START Excerpted passage
Pitch Perfect at Central Works Is Far from Perfect 

Martin Edwards' dark comedy about the ad business is more like revenge.

One of Mad Men's many successes, aside from giving its female characters dimension in arenas besides cup size, was to make the advertising business sexy. Before Don Draper and Co. turned the ego-driven madness of Madison Avenue into something provocative and edgy, the ad world was about as heart rate-increasing as a career in insurance adjustment. Pitch Perfect, which runs through August 18 at Central Works, tries for a similar effect, even invoking Draper's name in the synopsis: "Imagine Don Draper decided to write his Mad Men insider memoirs as a comedy," it begins. Pitch Perfect, however, is not a comedy. In fact, there was nary a chuckle, let alone any full-on LOL-worthy moments, during the eighty-minute play. Dick van Dyke handjob jokes and fruit puns aside, the play is miscast as a comedy. It's a revenge narrative, and an empty one at that.

Directed by Gary Graves and written by Martin Edwards, the play takes place in modern-day Los Angeles at an ailing ad agency run by an infantile creative director, Roger (Tim Redmond), and his naive, quasi-girlfriend and assistant, Caitlin (Maggie Mason). Roger's boss, Bob (Brian Trybom), flies in from the New York office to fire Roger and hire Roger's ex-wife (and ex-partner), Maggie (Deborah Fink), in his stead. Bob instead finds out that Roger has nearly secured a client with deep pockets and attempts to force the ex-lovers to make nice in order to secure the account, save the failing office, reconcile their relationship, and kumbaya, etc. Of course, as anyone who's ever worked in an industry that rewards cutthroat competition and bloated egos may suspect, things don't end anywhere near happily ever after.

Pitch Perfect is not so much a critique as it is a "fuck you" to the ad business. This is due, in part, to playwright Edwards, a former creative director for a "worldwide agency" with fifteen years of the ad biz under his belt. The program even offer a brief summation of his own firing from an agency due to his inflated ego. "Every moment in the play has roots in real events," states Martin. "[I]t's inspired by real situations I lived through and real people I worked with." Truth may be stranger than fiction, but one gets the sense that Martin could have benefited from a little distance in this case.
END Excerpted passage
- **Exercise tasks**
1/ Answer these questions from the review:
(a) How long is the play?
(b) Which actor plays Roger?
(c) How many years did the playwright spend in the ad business?
2/ Does the review support each statement below? Answer yes or no, and quote the words that decide it.
(a) The play runs through August 18 at Central Works.
(b) The play is set in New York.
(c) Gary Graves wrote the play.
START Records supplied
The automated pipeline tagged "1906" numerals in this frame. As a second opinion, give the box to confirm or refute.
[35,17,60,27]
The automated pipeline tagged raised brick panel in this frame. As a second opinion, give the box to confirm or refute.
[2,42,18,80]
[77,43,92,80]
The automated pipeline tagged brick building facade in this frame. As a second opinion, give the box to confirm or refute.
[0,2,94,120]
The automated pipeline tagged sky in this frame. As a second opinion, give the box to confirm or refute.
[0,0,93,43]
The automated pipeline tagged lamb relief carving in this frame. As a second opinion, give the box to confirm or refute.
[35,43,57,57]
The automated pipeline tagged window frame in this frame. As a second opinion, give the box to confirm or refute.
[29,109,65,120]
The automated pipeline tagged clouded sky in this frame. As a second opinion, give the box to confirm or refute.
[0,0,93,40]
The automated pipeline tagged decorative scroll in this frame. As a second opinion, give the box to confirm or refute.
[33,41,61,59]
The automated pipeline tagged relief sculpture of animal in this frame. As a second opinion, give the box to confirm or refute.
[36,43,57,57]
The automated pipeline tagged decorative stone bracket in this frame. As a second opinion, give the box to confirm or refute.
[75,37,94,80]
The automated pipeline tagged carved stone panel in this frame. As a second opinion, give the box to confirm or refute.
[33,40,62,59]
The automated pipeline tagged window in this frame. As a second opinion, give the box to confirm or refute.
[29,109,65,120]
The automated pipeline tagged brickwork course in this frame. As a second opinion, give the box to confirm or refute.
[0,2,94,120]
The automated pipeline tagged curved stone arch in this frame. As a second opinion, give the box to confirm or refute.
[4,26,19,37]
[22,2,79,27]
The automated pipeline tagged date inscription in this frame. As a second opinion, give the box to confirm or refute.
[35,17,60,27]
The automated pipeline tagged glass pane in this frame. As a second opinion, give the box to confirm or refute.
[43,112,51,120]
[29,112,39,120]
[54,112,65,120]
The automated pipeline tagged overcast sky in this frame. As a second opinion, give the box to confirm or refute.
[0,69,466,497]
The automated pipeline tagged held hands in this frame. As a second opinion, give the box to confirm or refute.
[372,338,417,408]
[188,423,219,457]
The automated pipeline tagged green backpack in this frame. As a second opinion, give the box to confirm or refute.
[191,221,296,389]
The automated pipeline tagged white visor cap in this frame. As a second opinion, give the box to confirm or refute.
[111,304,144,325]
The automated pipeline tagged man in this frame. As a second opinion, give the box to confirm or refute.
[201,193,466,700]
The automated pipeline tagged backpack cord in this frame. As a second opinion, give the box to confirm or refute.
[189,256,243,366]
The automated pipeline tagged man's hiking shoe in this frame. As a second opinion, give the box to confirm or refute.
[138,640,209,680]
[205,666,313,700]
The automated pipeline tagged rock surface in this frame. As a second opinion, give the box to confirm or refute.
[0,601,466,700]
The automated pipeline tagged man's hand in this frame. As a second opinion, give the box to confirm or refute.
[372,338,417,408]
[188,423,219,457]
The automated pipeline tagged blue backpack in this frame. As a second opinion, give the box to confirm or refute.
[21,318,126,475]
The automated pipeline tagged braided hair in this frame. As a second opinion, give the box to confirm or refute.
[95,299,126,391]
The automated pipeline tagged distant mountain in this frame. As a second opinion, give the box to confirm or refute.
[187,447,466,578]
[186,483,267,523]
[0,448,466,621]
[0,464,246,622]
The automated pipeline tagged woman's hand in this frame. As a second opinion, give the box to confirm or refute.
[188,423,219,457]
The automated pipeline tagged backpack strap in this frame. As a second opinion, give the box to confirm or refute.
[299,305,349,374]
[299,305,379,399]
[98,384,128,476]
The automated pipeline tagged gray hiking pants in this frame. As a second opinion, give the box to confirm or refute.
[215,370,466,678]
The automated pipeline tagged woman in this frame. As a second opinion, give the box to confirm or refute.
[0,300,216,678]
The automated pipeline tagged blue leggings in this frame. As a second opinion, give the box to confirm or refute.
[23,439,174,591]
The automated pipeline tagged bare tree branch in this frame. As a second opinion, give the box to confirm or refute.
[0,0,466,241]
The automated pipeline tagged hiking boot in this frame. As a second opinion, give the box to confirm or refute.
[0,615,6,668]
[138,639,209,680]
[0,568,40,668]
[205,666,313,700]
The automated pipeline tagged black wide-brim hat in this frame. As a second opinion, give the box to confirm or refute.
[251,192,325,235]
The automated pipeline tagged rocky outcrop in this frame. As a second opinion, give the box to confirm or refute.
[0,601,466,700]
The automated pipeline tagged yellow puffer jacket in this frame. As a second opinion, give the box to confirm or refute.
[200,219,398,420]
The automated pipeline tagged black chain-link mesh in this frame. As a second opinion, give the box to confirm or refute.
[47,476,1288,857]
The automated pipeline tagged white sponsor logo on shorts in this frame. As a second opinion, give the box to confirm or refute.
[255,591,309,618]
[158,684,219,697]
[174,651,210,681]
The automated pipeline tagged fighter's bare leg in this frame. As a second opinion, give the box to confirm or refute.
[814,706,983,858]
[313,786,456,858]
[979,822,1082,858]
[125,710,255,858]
END Records supplied
- **Solutions by task**
1/
(a) Eighty minutes.
(b) Tim Redmond.
(c) Fifteen years.

2/
(a) Yes: "Pitch Perfect, which runs through August 18 at Central Works"
(b) No: "the play takes place in modern-day Los Angeles"
(c) No: "Directed by Gary Graves and written by Martin Edwards"